#### Brano proposto
La congiura del silenzio va denunciata con forza e a tutti i livelli.

Vi alleghiamo quattro vergognosi pdf, che dimostrano come le istituzioni pagate da noi cittadini, non stiano tutelando fino in fondo la salute dei consumatori nonché il nostro diritto all’informazione.

Nella prima  lettera, a maggio 2015, avevamo chiesto all’ASM un resoconto sulle indagini sanitarie e veterinarie sullo stato di salute degli alimenti prelevati in Basilicata in base al piano nazionale integrato ( ossia ciò che il Ministero della Salute chiede di controllare alle autorità locali ). L’ASM dice che non è prevista alcuna relazione sull’andamento dei monitoraggi alimentari ( cosa che a noi non risulta, almeno per le anomalie ) e che per gli eventuali sforamenti dei parametri di legge, per ragioni di privacy, non è possibile divulgare i dati. Analogo discorso per gli eventuali standard di qualità seguiti dal personale di controllo dell’ASM, per i quali ci è stato scritto che non vi è obbligo di trasmissione/pubblicazione dei dati che spieghino ai cittadini gli stati di accreditamento/aggiornamento conseguiti dalle strutture di controllo sanitarie, sia per ciò che concerne le strutture che per il personale. Praticamente la filiera di chi campiona alimenti e dintorni, come campiona e come analizza non si può sapere, perché la trasparenza non è un diritto, è un’optional a disposizione della sola magistratura.
########
#### Dati raccolti
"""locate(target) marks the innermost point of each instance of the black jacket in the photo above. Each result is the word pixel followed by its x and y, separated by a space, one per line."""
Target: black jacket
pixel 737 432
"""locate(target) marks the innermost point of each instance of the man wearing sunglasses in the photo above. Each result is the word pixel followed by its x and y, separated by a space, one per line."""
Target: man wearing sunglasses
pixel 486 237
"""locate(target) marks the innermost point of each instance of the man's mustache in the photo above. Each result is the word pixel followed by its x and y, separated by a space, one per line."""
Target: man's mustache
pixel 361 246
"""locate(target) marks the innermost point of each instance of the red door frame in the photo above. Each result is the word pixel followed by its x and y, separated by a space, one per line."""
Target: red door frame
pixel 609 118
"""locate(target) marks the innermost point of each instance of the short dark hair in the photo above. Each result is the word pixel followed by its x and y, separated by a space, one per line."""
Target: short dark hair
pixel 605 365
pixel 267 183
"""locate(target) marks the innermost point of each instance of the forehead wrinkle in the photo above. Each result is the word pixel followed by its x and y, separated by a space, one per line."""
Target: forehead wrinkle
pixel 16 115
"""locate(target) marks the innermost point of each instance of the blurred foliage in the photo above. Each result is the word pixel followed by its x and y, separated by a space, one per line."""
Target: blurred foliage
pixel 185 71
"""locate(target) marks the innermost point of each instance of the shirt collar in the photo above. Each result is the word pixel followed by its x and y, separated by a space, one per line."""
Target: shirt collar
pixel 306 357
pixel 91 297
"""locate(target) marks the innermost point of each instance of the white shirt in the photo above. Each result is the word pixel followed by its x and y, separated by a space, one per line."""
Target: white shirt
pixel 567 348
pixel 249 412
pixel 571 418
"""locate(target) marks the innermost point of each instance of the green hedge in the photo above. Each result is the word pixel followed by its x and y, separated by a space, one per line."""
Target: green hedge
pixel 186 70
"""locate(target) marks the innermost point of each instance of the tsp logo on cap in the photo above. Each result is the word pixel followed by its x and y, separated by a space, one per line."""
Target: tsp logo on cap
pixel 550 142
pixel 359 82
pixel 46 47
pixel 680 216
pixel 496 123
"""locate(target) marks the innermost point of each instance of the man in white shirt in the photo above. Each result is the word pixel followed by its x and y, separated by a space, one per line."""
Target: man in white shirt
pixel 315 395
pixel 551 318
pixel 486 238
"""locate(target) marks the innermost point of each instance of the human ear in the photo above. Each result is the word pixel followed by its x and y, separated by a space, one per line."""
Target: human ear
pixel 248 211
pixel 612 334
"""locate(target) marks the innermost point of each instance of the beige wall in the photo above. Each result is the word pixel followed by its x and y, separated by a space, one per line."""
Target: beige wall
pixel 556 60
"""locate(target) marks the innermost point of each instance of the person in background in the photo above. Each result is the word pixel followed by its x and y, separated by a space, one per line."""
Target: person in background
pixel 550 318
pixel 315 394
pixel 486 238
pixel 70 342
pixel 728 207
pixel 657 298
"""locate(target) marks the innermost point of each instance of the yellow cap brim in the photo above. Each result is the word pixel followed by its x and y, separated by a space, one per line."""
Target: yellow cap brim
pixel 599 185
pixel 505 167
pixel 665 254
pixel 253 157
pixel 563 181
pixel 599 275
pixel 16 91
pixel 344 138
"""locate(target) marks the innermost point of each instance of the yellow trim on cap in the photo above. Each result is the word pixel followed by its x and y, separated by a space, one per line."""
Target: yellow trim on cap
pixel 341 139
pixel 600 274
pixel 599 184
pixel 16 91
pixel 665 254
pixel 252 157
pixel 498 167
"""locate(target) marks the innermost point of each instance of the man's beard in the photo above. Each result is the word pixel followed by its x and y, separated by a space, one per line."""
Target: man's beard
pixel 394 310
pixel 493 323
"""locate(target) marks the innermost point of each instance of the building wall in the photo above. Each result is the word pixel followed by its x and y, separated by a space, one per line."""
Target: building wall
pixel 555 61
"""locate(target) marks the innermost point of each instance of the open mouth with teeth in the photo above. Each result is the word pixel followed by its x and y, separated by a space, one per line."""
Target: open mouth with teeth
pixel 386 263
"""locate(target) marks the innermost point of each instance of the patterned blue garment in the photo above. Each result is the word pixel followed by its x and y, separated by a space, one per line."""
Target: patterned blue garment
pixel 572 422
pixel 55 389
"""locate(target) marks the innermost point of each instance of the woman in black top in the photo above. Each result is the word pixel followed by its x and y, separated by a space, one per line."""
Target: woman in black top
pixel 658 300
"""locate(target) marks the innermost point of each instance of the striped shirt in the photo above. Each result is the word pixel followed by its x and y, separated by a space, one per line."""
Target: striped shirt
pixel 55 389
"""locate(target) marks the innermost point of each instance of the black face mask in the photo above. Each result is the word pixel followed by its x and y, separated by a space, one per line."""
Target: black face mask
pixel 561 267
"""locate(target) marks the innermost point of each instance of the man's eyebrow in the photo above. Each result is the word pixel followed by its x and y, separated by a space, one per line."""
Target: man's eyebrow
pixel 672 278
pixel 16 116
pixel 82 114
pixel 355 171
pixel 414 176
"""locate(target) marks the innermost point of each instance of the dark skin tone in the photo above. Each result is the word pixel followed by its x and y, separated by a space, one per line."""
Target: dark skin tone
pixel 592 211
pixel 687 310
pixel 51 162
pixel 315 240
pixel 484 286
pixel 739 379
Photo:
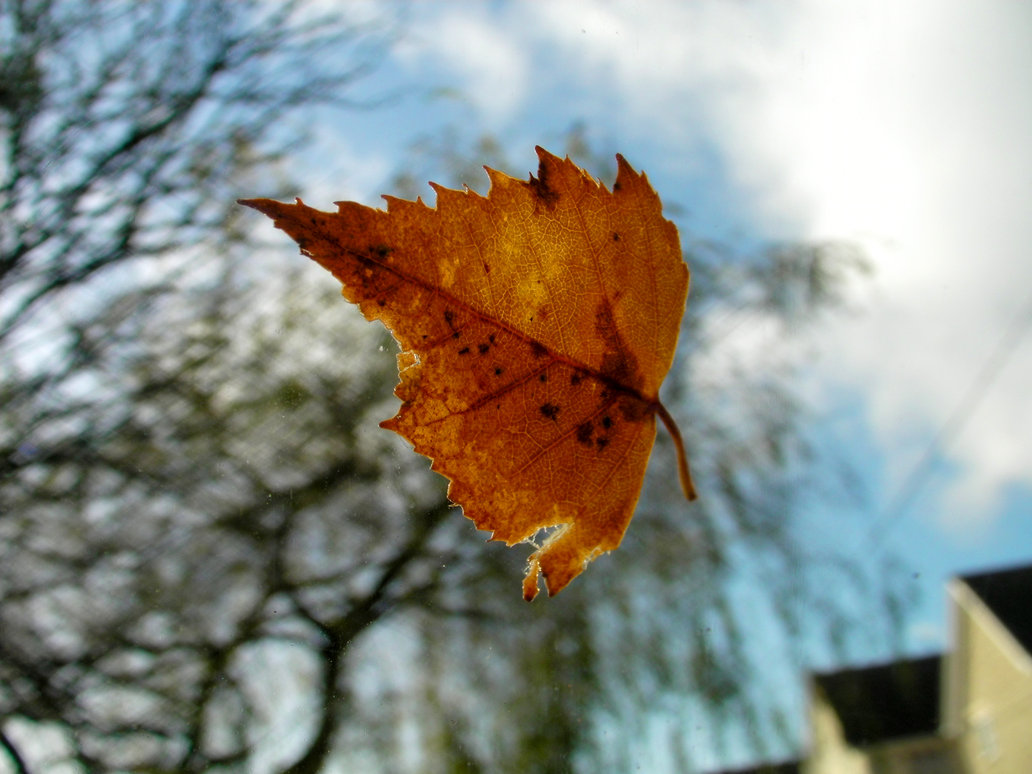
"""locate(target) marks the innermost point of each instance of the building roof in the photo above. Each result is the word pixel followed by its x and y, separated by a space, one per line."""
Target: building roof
pixel 1008 594
pixel 884 702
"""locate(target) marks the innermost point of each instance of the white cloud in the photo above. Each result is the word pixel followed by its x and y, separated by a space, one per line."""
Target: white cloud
pixel 904 126
pixel 490 64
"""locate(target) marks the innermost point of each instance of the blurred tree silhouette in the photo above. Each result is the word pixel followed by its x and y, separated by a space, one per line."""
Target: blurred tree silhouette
pixel 211 556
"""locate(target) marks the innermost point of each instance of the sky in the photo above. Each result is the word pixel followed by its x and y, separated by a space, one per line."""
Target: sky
pixel 901 127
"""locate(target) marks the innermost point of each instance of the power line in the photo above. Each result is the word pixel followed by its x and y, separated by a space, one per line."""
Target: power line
pixel 965 409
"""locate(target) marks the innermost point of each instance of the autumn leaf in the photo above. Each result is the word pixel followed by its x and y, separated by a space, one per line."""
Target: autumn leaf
pixel 536 327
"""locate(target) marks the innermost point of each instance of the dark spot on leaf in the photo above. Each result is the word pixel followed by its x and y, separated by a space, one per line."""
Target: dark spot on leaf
pixel 584 430
pixel 542 187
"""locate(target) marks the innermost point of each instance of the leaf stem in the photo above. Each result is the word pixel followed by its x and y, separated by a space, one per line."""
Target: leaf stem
pixel 682 458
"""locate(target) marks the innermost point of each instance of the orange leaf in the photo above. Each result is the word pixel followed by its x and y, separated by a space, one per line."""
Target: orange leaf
pixel 536 326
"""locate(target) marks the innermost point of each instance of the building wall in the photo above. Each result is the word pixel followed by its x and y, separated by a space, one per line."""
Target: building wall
pixel 993 709
pixel 829 751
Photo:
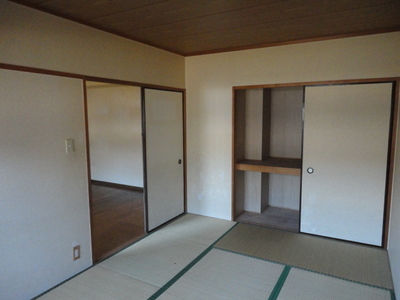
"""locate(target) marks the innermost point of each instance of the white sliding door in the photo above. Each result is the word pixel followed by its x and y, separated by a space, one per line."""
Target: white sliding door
pixel 346 133
pixel 164 156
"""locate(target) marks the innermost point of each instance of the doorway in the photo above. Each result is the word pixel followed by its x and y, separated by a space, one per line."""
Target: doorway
pixel 114 117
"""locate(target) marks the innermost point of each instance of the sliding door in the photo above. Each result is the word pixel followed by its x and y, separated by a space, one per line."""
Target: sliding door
pixel 163 112
pixel 346 133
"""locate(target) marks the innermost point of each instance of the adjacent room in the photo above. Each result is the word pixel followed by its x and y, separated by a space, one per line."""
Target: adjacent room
pixel 199 150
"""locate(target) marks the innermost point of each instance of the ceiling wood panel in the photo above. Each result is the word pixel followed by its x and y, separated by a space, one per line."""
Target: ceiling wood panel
pixel 205 26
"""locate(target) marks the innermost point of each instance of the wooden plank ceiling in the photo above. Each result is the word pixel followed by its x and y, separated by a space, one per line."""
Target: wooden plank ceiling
pixel 191 27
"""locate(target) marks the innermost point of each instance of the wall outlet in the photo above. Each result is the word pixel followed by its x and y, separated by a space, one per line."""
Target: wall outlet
pixel 76 252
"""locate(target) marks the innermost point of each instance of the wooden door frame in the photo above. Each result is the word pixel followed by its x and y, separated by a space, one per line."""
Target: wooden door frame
pixel 145 156
pixel 391 143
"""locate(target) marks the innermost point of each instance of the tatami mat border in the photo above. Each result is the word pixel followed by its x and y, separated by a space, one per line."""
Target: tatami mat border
pixel 314 236
pixel 279 284
pixel 95 264
pixel 295 267
pixel 188 267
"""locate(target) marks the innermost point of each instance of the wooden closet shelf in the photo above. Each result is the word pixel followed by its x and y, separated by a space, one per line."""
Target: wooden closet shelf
pixel 278 165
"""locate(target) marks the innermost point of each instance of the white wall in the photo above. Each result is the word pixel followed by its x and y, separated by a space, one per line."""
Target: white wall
pixel 115 133
pixel 209 81
pixel 44 205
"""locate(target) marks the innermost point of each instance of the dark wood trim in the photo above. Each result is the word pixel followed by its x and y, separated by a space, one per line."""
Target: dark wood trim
pixel 184 152
pixel 316 83
pixel 144 147
pixel 391 163
pixel 117 185
pixel 40 71
pixel 300 41
pixel 87 144
pixel 229 49
pixel 132 83
pixel 87 77
pixel 36 7
pixel 233 158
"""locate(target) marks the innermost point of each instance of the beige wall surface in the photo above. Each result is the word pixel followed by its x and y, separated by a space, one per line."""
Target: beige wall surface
pixel 44 204
pixel 209 81
pixel 40 228
pixel 36 39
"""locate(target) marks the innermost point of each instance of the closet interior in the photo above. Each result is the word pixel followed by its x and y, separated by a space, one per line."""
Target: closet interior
pixel 268 128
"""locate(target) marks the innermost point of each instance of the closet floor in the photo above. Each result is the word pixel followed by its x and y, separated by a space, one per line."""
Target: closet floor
pixel 117 219
pixel 274 217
########
**Obiettivi**:
A - Rispondi alle seguenti domande sul brano proposto.
(i) Quanti pdf vengono allegati?
(ii) In quale mese e anno era stata inviata la prima lettera all'ASM?
(iii) Secondo il brano, a disposizione di chi è la trasparenza?
B - Trascrivi dal brano proposto, senza alcuna modifica, il passo compreso tra «Vi alleghiamo quattro» e «nostro diritto all’informazione.», entrambi inclusi.

**Risultati dell'esercizio**:
A -
(i) Quattro.
(ii) Maggio 2015.
(iii) Della sola magistratura.

B -
Vi alleghiamo quattro vergognosi pdf, che dimostrano come le istituzioni pagate da noi cittadini, non stiano tutelando fino in fondo la salute dei consumatori nonché il nostro diritto all’informazione.